# [DIRECTIONS]
Report only the number of lines in the entries below that hold the word "stem".

# [Point-per-instance localization data]
────────────────────────────────────────

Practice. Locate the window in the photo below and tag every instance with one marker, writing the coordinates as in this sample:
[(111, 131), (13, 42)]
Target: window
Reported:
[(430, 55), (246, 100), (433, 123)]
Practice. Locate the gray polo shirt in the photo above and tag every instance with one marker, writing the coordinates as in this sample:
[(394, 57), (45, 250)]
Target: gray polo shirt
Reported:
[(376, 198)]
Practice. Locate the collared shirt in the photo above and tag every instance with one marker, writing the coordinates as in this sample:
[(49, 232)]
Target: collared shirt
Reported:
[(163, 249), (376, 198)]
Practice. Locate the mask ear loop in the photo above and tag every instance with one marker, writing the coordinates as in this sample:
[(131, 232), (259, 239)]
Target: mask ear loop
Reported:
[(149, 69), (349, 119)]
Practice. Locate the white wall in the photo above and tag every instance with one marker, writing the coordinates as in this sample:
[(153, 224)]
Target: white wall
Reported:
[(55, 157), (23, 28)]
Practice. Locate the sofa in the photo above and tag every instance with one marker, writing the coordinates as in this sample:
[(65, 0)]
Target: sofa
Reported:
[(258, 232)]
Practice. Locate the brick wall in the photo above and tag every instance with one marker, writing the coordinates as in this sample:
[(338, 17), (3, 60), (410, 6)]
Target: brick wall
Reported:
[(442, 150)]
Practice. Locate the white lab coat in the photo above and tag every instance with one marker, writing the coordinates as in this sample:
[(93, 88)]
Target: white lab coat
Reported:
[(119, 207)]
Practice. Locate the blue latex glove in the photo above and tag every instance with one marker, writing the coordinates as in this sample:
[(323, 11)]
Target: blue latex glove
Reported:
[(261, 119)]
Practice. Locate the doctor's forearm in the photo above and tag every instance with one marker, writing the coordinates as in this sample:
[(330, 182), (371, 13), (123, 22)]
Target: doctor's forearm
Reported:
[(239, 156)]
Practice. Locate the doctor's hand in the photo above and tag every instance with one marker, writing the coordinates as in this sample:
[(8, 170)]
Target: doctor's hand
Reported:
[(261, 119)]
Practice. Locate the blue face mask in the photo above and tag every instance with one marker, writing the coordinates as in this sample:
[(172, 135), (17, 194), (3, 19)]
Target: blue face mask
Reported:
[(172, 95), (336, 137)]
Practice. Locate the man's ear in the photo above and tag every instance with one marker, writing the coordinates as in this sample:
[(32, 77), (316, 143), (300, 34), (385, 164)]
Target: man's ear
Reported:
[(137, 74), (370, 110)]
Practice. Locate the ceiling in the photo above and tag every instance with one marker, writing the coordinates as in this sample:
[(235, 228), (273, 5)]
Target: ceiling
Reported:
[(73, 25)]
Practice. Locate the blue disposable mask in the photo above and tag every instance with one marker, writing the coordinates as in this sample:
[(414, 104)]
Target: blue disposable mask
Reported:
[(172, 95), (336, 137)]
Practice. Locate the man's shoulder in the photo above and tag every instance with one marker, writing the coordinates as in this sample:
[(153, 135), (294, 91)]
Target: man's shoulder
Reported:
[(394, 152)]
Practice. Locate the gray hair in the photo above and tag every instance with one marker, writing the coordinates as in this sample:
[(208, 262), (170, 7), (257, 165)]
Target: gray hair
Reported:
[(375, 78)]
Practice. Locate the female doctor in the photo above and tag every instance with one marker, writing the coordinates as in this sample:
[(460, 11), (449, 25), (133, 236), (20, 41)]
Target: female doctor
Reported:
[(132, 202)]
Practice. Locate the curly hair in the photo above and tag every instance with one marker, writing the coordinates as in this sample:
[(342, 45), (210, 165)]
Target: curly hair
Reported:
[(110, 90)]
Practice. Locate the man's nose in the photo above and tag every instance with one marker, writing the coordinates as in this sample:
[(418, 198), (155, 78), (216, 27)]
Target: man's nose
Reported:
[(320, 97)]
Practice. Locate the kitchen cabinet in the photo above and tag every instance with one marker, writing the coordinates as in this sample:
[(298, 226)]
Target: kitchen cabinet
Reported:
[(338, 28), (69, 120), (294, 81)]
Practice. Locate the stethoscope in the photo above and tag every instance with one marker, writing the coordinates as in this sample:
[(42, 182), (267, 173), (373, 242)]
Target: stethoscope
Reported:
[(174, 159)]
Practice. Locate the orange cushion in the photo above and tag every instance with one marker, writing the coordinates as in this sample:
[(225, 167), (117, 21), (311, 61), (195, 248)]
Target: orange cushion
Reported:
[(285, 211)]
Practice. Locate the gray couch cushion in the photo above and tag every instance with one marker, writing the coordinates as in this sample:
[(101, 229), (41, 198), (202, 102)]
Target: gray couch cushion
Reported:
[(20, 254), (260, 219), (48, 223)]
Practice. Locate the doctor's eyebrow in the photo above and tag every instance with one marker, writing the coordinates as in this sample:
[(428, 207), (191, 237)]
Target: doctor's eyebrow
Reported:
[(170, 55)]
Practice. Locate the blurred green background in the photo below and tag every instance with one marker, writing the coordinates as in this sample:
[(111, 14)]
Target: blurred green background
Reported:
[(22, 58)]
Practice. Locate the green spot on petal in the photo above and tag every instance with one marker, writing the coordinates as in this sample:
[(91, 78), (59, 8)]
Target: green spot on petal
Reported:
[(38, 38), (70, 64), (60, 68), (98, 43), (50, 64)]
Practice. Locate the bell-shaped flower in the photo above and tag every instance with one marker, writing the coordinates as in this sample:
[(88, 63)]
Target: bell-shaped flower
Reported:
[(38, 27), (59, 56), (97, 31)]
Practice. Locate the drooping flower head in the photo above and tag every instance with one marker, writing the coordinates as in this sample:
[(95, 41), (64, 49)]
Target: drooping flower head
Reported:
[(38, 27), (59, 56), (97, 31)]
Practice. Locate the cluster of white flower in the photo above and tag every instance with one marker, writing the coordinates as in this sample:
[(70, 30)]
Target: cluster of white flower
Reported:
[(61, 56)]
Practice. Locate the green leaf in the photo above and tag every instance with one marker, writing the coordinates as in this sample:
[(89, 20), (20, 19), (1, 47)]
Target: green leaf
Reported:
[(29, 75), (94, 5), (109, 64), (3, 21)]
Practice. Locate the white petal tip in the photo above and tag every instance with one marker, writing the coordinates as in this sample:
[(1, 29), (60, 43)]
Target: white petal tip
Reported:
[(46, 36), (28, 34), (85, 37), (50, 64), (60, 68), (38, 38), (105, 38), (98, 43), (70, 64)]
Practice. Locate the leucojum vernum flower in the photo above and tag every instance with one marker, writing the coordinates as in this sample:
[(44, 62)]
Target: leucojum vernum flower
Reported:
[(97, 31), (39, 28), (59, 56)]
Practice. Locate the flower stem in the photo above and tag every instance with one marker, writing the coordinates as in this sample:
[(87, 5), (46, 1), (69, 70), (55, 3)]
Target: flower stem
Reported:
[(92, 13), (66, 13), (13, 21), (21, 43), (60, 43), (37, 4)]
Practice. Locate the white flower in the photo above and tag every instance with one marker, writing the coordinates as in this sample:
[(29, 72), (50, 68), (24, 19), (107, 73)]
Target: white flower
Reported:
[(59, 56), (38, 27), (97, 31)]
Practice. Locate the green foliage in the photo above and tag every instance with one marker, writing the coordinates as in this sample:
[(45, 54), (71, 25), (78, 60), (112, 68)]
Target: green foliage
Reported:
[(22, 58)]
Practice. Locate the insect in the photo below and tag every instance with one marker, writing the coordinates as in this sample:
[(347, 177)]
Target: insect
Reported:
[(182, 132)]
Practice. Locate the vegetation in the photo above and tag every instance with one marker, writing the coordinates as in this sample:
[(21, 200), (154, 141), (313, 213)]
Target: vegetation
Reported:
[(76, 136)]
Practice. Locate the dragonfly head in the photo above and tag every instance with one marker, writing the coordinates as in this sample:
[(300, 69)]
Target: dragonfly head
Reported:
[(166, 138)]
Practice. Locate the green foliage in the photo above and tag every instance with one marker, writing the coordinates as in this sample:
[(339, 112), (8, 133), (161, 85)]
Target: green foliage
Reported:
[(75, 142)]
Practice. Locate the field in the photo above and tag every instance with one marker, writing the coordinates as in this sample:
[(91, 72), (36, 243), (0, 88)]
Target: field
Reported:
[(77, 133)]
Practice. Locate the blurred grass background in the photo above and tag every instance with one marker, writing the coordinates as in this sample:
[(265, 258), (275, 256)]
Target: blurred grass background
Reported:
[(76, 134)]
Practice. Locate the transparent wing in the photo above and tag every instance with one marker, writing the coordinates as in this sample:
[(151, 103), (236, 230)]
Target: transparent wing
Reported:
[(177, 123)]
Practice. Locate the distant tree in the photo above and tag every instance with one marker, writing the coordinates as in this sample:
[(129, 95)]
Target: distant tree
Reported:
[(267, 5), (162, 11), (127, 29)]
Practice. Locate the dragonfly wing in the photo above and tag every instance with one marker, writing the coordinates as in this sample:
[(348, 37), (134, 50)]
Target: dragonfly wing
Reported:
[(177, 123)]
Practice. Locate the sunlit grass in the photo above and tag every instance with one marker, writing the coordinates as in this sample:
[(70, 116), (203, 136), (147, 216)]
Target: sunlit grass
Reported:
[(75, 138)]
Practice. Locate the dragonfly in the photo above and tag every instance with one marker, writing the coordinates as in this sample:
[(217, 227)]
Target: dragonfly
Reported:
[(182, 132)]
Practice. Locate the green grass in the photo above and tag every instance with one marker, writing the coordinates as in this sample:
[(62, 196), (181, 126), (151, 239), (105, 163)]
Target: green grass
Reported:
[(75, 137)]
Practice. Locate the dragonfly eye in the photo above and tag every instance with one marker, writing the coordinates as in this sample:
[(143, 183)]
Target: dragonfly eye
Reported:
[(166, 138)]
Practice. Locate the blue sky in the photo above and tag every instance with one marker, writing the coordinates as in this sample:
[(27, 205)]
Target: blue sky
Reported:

────────────────────────────────────────

# [WRITTEN ANSWER]
2